İncelenecek Metin –
-- -- --

Kuraklık dosyasının gazetemizde çıkmaya başladığı 2021’in ilk günlerinde o beklenen yağmurlar da geldi. Günlerce süren yağmurlar sonrası barajlar belli oranda doldu, toprak suya doydu ve herkesin feryat figan ettiği kuraklık bir anda unutuldu!

Oysa gerek dosyamıza görüş veren bilim insanları, gerekse öncesinde yayımlanan birçok bilimsel makale kuraklığın öyle unutulacak bir olgu olmadığını ortaya koyuyordu. Nitekim o yağışlı günlerin ardından beklenen bahar yağmurları bir türlü gelmedi. Mesela 2020 aralık ayında metrekareye 44 mm yağmur düşmüş. Oysa aralık ayının ortalaması 78 mm’ydi. Sonuçta kaçınılmaz olarak mayıs ayının başından itibaren bizler yine kuraklığı konuşmaya, gazete-televizyonlarında kuraklık haberleri dinlemeye, kuruyan kadim nehirlerin çamur, taş - toprak dışında bir damla su kalmamış yataklarının fotoğraflarını iç sıkıntısı ve endişe ile izlemeye başladık.

B. MENDERES KURUDU

Yeryüzüne çıktığı Afyon Dinar’dan 548 kilometre boyunca akan Batı Anadolu’nun en büyük nehri Büyük Menderes Nehri’nin neredeyse tamamen kuruduğunu gösteren fotoğraflar önce yerel gazetelerde, sonra ulusal ölçekli gazetelerde görülmeye başlandı. Aydın İncirliova Ziraat Odası Başkanı Ali Kaykı’nın nehrin kuru yatağında yürürken “Menderes’i ilk kez böyle gördüm. Geçen yıl mayıs ayında 2.5 metre su olan nehirde bugün neredeyse su kalmamış. Bu suya çiftçinin ihtiyacı var” sözleri yaşanan sıkıntıyı ve çaresizliği anlatıyordu. Sadece Aydın bölgesinin değil, Türkiye’nin en verimli tarım arazilerine sahip B. Menderes Havzası’nın da ana sulama kaynağıydı. 3.5 milyon insanın yaşadığı havza ülke tarımsal üretiminin de yüzde 15’ine karşılık gelen pamuk, incir, zeytin, üzüm gibi stratejik ürünlerin yetiştiği bir yer aynı zamanda.

-- -- --

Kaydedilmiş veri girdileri
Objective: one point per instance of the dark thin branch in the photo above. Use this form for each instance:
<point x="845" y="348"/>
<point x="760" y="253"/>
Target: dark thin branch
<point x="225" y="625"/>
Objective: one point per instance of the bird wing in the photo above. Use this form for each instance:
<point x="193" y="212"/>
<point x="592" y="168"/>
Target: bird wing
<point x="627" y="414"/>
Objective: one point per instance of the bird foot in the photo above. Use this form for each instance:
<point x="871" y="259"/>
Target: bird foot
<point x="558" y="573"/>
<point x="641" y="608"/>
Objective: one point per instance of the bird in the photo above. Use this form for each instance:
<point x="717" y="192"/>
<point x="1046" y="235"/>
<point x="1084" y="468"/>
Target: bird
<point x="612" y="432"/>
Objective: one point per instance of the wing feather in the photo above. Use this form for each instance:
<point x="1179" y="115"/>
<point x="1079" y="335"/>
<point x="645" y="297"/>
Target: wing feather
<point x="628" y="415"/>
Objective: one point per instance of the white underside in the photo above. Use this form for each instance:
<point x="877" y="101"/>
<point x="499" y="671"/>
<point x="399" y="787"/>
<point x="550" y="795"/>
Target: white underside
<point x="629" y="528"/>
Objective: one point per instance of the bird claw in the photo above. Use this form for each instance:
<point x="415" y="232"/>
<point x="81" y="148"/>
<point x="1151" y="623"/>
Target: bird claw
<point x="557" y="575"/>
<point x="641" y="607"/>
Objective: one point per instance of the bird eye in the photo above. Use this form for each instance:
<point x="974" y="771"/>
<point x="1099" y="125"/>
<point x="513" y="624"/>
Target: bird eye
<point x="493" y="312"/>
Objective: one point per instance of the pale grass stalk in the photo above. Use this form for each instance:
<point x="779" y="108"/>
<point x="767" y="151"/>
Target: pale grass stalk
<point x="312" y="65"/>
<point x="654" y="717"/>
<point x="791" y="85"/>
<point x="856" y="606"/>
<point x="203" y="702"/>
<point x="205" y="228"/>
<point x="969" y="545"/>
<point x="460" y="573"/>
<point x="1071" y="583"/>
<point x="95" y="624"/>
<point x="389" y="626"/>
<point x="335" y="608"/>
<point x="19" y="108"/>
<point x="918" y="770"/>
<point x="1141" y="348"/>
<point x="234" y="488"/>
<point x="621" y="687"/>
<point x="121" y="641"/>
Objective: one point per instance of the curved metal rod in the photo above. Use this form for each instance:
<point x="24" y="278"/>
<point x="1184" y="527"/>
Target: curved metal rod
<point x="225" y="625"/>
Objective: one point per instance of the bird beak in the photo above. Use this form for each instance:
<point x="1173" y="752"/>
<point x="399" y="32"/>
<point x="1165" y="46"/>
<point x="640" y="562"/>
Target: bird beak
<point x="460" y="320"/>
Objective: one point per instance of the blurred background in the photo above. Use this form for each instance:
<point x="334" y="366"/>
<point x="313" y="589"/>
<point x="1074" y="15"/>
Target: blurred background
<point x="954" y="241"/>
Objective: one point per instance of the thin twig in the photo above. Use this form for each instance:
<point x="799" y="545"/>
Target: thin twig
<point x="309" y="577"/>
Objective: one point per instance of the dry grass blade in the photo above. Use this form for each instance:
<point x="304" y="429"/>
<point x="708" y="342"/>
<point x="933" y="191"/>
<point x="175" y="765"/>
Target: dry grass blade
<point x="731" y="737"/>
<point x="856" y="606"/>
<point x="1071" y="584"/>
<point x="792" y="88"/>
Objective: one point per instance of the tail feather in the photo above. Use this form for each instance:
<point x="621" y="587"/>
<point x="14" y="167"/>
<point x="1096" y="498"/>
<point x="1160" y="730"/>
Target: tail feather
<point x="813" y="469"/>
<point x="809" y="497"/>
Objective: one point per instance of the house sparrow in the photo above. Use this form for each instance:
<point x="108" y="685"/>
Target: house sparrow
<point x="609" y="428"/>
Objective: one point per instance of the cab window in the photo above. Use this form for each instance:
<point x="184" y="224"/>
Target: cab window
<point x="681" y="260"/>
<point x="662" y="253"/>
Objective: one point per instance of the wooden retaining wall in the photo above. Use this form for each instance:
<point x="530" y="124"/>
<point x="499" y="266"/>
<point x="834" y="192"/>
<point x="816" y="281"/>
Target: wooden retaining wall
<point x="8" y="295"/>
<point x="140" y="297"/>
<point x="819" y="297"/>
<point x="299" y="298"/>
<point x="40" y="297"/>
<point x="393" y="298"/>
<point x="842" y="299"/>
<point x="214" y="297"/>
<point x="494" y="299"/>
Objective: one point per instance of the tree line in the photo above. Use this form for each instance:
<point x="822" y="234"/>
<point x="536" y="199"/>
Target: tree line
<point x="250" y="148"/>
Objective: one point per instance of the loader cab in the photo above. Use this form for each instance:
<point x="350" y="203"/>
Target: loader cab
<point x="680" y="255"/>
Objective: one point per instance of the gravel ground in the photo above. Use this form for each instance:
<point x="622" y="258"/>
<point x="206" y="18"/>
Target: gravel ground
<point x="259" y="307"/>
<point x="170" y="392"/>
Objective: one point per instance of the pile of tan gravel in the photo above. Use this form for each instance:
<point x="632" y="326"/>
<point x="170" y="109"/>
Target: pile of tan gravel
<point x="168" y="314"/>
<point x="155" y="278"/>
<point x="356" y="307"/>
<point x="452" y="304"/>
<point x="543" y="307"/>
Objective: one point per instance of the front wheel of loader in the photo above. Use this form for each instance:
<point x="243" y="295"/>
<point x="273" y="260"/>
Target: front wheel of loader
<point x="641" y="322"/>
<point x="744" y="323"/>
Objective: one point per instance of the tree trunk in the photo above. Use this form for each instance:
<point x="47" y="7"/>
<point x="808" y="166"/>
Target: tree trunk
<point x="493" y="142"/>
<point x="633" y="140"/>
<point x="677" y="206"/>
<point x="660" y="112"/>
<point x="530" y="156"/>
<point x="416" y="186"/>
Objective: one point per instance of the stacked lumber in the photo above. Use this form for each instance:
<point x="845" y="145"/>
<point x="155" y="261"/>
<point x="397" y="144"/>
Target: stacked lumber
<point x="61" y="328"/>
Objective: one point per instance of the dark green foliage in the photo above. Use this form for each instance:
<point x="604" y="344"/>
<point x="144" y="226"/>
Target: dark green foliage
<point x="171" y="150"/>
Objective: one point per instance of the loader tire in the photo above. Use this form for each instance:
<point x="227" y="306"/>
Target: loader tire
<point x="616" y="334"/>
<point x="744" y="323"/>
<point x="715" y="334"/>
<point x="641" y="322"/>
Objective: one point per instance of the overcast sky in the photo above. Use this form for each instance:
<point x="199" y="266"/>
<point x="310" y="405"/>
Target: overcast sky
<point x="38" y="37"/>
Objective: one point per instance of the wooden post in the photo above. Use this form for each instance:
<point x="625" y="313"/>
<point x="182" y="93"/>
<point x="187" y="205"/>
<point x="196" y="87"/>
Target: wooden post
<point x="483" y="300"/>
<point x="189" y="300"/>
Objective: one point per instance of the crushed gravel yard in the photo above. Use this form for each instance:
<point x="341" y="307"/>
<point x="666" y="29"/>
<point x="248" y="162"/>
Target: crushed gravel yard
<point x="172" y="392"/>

-- -- --

İstenen 1 –
Kuraklık metnine göre aşağıdaki soruları yanıtlayın.
(a) 2020 aralık ayında metrekareye kaç mm yağmur düştü?
(b) Büyük Menderes Nehri kaç kilometre boyunca akar?
(c) Büyük Menderes Havzası'nda kaç milyon insan yaşar?
İstenen 2 –
Kuraklık metninde "Kuraklık dosyasının gazetemizde" sözleriyle başlayan bölümü "bir anda unutuldu!" sözlerinden sonra bitirerek yeniden yazın ve bu bölümde "barajlar" yerine "göletler" koyarak değiştirin.

Yanıt 1 –
(a) 44 mm
(b) 548 kilometre
(c) 3.5 milyon

Yanıt 2 –
Kuraklık dosyasının gazetemizde çıkmaya başladığı 2021’in ilk günlerinde o beklenen yağmurlar da geldi. Günlerce süren yağmurlar sonrası göletler belli oranda doldu, toprak suya doydu ve herkesin feryat figan ettiği kuraklık bir anda unutuldu!